Position identification records
■ ■ ■ ■
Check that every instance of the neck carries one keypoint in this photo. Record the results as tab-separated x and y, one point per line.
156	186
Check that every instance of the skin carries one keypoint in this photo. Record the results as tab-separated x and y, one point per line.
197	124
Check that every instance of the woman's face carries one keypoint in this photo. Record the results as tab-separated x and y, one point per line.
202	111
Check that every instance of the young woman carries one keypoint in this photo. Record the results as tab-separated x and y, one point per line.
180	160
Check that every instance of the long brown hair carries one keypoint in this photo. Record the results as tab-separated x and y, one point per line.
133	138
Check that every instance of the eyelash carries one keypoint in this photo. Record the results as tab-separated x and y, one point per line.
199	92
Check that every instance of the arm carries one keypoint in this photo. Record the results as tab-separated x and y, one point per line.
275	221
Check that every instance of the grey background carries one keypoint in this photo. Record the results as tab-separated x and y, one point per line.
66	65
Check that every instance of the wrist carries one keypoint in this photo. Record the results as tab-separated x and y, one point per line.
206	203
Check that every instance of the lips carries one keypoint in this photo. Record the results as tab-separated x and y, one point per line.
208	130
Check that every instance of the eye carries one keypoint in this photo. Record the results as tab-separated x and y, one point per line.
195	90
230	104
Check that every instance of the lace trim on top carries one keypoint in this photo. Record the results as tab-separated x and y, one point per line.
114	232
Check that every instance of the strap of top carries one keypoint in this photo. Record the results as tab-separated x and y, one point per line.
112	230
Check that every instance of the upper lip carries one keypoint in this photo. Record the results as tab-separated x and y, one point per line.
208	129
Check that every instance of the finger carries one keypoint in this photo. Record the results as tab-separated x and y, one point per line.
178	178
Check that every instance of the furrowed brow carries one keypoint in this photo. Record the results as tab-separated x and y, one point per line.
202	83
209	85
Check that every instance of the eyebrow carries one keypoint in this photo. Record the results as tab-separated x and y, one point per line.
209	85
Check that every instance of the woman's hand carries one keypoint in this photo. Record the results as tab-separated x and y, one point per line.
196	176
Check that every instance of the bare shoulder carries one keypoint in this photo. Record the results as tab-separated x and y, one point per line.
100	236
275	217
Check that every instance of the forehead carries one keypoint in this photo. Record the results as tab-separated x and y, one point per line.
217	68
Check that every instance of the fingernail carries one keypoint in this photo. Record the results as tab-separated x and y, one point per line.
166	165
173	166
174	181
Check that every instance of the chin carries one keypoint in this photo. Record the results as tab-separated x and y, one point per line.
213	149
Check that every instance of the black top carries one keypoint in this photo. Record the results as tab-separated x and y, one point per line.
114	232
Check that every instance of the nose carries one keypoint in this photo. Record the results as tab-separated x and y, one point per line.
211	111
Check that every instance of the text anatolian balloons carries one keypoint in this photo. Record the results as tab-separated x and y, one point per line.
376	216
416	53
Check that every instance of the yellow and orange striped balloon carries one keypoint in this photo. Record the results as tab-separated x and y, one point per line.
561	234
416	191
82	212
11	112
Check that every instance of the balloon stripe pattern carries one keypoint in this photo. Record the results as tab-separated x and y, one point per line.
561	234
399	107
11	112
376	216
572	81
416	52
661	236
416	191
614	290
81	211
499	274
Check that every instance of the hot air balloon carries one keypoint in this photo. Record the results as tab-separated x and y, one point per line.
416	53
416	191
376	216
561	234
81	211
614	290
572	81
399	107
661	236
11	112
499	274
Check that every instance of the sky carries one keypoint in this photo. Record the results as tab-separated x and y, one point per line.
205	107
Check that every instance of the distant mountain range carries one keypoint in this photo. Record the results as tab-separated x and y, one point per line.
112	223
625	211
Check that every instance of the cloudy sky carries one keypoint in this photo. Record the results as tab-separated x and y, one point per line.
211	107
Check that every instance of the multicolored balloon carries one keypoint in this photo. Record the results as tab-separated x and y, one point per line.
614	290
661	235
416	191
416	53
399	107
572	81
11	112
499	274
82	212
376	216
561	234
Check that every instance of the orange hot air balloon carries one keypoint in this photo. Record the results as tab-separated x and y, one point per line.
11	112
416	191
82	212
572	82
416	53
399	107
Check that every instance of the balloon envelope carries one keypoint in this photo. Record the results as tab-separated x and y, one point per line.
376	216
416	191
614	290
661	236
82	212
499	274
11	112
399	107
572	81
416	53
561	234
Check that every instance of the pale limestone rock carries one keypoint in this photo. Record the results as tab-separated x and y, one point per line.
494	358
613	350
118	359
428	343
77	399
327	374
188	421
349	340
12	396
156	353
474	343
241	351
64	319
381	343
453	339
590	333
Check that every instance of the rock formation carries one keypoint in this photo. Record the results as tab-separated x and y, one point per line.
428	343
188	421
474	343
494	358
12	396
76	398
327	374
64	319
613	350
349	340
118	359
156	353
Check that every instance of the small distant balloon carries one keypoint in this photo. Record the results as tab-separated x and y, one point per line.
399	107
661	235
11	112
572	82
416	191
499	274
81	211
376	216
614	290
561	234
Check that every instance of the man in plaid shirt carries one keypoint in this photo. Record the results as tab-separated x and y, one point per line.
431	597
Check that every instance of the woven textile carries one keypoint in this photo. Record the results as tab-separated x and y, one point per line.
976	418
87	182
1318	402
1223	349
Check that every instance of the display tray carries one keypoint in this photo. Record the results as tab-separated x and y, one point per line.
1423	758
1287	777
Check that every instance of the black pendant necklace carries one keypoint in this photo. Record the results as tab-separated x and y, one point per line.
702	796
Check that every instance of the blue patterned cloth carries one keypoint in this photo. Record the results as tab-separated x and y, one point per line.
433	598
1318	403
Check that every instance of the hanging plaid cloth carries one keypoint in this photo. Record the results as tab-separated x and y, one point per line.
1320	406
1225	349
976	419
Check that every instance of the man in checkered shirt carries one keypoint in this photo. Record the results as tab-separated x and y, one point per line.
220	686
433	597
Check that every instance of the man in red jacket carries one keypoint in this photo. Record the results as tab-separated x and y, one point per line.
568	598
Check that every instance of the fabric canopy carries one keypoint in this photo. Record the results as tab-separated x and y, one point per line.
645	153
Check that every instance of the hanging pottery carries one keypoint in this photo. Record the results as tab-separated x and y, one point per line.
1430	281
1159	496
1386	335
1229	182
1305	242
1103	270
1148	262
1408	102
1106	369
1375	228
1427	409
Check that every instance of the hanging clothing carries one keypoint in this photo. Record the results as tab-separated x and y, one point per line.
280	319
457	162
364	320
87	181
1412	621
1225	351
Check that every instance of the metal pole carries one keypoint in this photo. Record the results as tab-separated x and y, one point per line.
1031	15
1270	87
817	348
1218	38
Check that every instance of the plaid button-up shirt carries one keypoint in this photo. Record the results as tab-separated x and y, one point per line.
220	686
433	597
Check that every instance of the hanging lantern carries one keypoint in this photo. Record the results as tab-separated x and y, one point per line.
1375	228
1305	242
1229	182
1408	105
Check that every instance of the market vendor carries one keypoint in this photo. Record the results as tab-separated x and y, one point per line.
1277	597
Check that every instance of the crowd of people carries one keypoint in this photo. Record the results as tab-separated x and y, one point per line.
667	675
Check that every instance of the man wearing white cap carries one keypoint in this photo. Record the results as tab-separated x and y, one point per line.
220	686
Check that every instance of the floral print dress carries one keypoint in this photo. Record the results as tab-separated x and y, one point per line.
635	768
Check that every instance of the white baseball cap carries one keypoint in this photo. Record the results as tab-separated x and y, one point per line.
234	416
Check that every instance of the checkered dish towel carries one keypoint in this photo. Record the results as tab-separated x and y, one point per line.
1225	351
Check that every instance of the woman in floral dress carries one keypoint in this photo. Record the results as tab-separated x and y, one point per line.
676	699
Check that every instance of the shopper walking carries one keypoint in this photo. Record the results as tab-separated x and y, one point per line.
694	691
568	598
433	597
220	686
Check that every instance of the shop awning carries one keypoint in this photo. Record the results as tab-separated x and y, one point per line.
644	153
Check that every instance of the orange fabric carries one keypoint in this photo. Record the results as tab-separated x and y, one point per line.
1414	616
■ ■ ■ ■
Convert the items into a numbered list, starting at the line containing "Check that every instance of the woman in" and ending with the last line of the items. Leave out any blank lines.

## Completed exercise
1. Check that every instance of the woman in floral dress carries one keypoint in this photo. Record the results as tab-separated x and y, one point per line.
2. 676	699
3. Check that every instance of the shopper walking carries one keypoint in this photo. Record the results as tab-separated x and y, one point per line.
4. 694	691
5. 568	598
6. 433	597
7. 220	686
8. Check that every instance of the shop awning carries one keypoint in this photo. Record the results as tab-separated x and y, one point per line.
9. 644	153
10. Check that every instance of the orange fabric carries one keypoint in this photo. Record the results as tab-separated x and y, one point per line.
11. 1414	616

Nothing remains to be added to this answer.